● PAGE EXTRACT:
* Start *

Contrary to the presentations made to the investors, the fund was not performing any trading activities; in addition, the users have never seen their « invested » bitcoins again.

Here is an infographic explaining the whole swindle scheme

More Bitcoin users in Poland than in France

While France is way ahead in terms of GDP (2,737,361 Millions of USD, FMI, 2013) at the 5th position, and Poland is at the 22nd position (516,128 Millions of USD, FMI, 2013), it seems that there are more Bitcoin users in Poland than in France!
This is the stunning fact that the download statistics of the most-downloaded Bitcoin client (Bitcoin-Core, totalizing 5M+ downloads) seem to indicate since January 2009: it has been downloaded 124,748 times by users having an IP located in Poland since January 2009, against 106,780 in France.
A first sketch of the explanation can be found in the progressive state of mind adopted by the Polish government:
Everything that is not forbidden is allowed. However, in light of EU legislation, we can’t recognize Bitcoin as legal tender or electronic money. Bitcoin capital gains are taxed as ordinary income. […] We don’t stand in the way of bitcoin’s development, but we need a declaration from its users whether they expect any regulations to be introduced or rather prefer the government to stand aside.
Krzysztof Piech, Ph.D. from Warsaw School of Economics, said that Poland is in the top 10 in the number of bitcoins mined, and Polish bitcoin trading volume is one of the biggest in the world. He also emphasized bitcoin’s potential for the Polish economy.

* End *

● AVAILABLE DATA:

* Start *

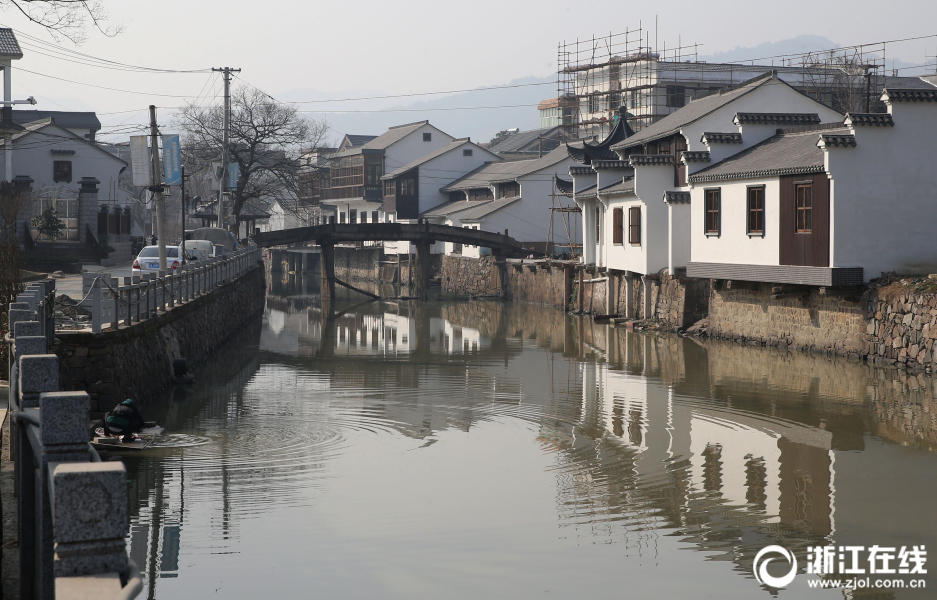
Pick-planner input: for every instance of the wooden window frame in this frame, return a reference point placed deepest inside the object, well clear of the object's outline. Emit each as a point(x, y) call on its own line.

* End *

● REQUIRED ACTIONS:
1. Decide whether each statement below agrees with the Bitcoin excerpt, answering yes or no and quoting the deciding words of the text: (a) Bitcoin-Core has been downloaded more times by users with French IP addresses than by users with Polish ones; (b) the Polish government recognizes Bitcoin as legal tender; (c) Bitcoin capital gains are taxed as ordinary income.
2. List every numerical figure that the Bitcoin excerpt gives about Poland.
3. Quote the Bitcoin excerpt word for word, everything from "Contrary to the" down to "than in France!".

● ANSWERS FOR THE EXERCISE:
1.
(a) No: "it has been downloaded 124,748 times by users having an IP located in Poland since January 2009, against 106,780 in France."
(b) No: "we can’t recognize Bitcoin as legal tender or electronic money."
(c) Yes: "Bitcoin capital gains are taxed as ordinary income."

2.
- 22nd position in GDP
- GDP of 516,128 Millions of USD (FMI, 2013)
- 124,748 Bitcoin-Core downloads by users with an IP located in Poland since January 2009
- Top 10 in the number of bitcoins mined

3.
Contrary to the presentations made to the investors, the fund was not performing any trading activities; in addition, the users have never seen their « invested » bitcoins again.

Here is an infographic explaining the whole swindle scheme

More Bitcoin users in Poland than in France

While France is way ahead in terms of GDP (2,737,361 Millions of USD, FMI, 2013) at the 5th position, and Poland is at the 22nd position (516,128 Millions of USD, FMI, 2013), it seems that there are more Bitcoin users in Poland than in France!